• [Aim of the task]
Copy the following material verbatim, starting with the line that contains "Guideline: one keypoint for each instance of the dense" and ending with the line that contains "Query: blurred background foliage", both included.

• [Excerpted data]
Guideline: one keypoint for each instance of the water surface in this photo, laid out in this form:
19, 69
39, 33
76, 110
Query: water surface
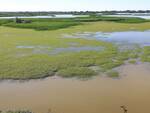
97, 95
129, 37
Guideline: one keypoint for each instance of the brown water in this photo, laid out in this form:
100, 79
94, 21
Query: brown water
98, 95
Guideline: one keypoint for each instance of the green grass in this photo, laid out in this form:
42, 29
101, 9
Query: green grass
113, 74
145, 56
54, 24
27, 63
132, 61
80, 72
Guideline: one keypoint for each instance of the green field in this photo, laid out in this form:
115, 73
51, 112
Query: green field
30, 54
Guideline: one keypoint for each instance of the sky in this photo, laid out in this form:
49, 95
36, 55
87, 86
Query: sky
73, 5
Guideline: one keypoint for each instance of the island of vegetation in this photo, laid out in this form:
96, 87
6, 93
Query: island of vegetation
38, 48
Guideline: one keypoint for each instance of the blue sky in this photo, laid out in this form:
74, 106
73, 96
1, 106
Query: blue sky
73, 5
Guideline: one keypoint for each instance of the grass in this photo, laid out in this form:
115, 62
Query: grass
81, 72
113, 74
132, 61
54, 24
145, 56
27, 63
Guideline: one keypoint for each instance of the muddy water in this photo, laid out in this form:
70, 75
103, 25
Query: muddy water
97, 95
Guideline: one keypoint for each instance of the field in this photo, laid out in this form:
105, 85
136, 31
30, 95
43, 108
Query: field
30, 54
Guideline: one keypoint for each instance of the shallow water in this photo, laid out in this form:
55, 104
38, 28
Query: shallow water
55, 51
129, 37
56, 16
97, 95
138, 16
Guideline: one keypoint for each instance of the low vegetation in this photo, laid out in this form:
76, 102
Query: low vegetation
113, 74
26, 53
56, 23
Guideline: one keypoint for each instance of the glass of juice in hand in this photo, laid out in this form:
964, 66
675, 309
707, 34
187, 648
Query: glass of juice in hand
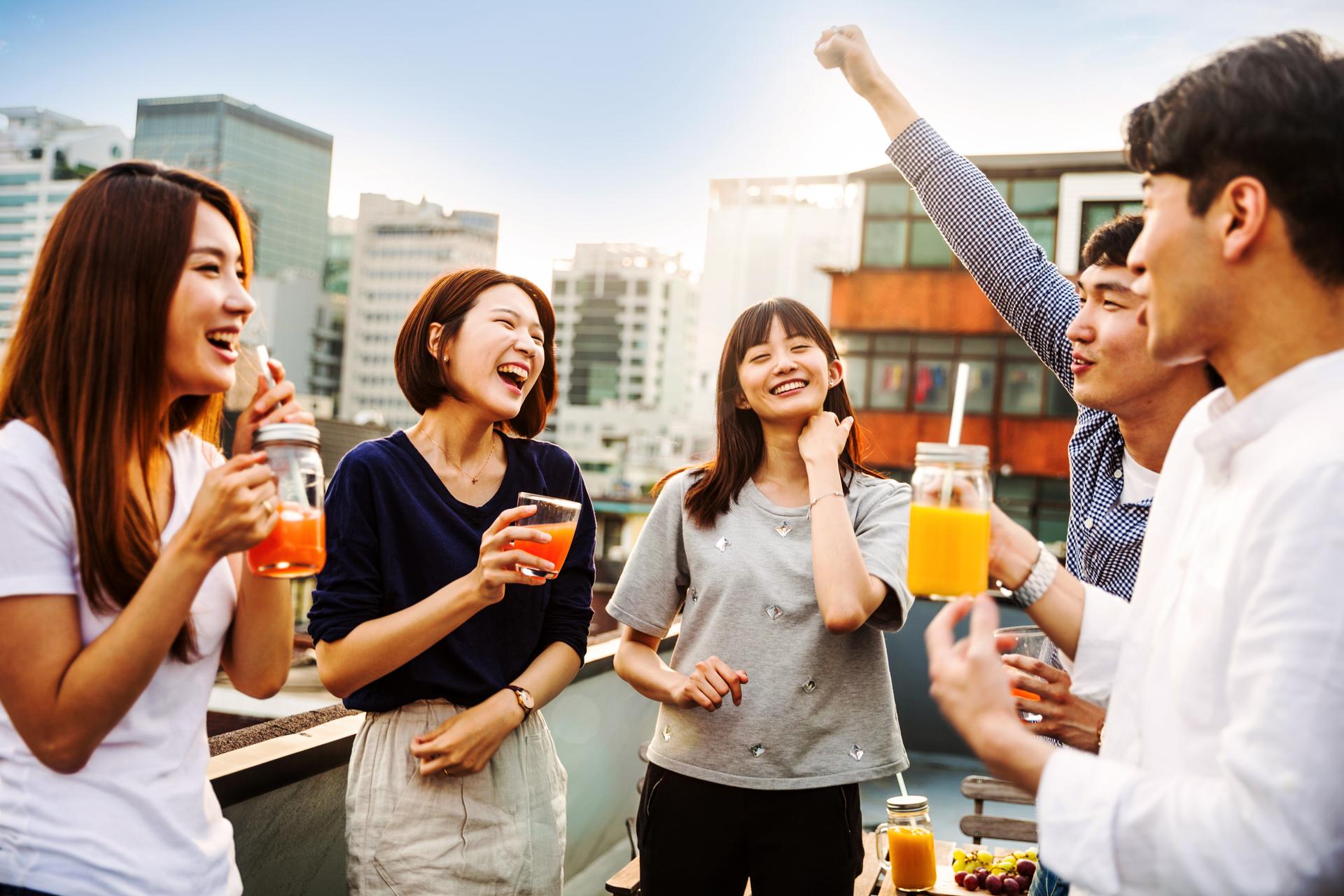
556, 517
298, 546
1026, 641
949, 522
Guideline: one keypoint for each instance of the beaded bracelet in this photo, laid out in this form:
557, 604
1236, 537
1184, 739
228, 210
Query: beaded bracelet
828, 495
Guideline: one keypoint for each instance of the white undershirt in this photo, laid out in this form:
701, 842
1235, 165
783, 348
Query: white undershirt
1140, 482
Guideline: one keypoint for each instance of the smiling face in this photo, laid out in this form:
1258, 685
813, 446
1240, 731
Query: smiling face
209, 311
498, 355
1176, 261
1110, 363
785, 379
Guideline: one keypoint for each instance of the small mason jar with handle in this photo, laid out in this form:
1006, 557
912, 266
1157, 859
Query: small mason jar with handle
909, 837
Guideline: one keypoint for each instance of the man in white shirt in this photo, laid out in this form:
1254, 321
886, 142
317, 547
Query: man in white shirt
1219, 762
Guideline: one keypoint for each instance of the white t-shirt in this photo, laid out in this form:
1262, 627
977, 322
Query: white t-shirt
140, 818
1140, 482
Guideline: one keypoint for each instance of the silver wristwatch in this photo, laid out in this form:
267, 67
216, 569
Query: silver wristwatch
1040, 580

...

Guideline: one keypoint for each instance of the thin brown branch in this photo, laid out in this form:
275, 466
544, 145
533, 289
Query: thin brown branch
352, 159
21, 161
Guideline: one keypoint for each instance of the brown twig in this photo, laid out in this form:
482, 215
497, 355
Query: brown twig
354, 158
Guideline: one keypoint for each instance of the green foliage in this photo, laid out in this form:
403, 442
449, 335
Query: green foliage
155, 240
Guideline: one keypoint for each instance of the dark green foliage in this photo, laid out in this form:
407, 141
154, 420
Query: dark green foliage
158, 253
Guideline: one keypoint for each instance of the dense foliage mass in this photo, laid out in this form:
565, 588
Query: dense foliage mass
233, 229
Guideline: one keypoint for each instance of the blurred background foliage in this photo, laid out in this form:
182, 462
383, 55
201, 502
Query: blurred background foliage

---

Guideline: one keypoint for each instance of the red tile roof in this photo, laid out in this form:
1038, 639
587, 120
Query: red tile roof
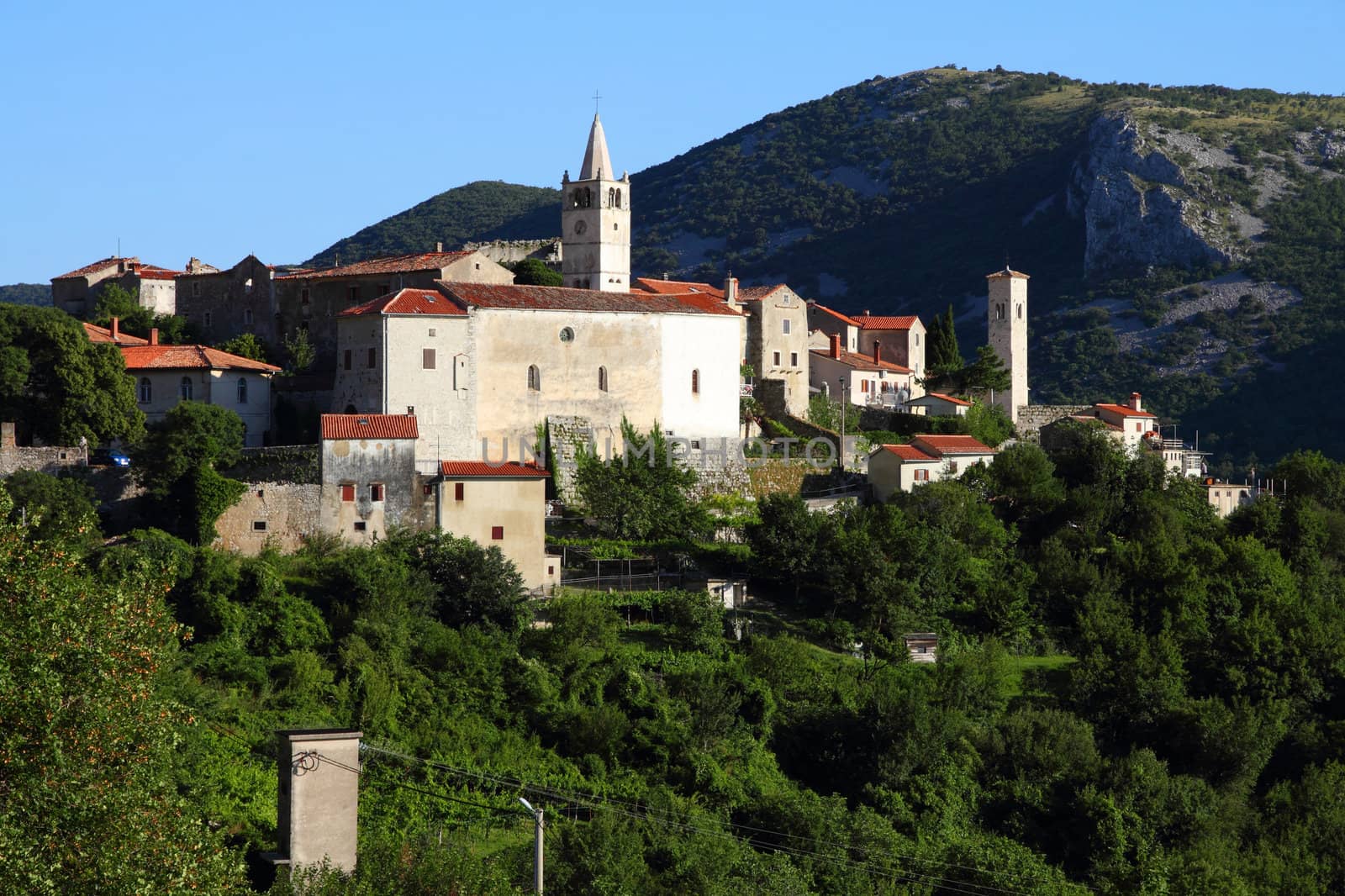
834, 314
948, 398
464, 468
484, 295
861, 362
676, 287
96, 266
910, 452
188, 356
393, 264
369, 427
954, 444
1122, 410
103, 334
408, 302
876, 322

• [Output of the task]
Guideline: one keypoint for each instance of the dense foliage mass in this photo, laid out in this form:
565, 588
Query: dense foliage mass
233, 229
Guideline: one keypoint for each instance of the blurred background foliage in this photo, laid out in this form:
182, 462
383, 55
201, 502
Query: blurred background foliage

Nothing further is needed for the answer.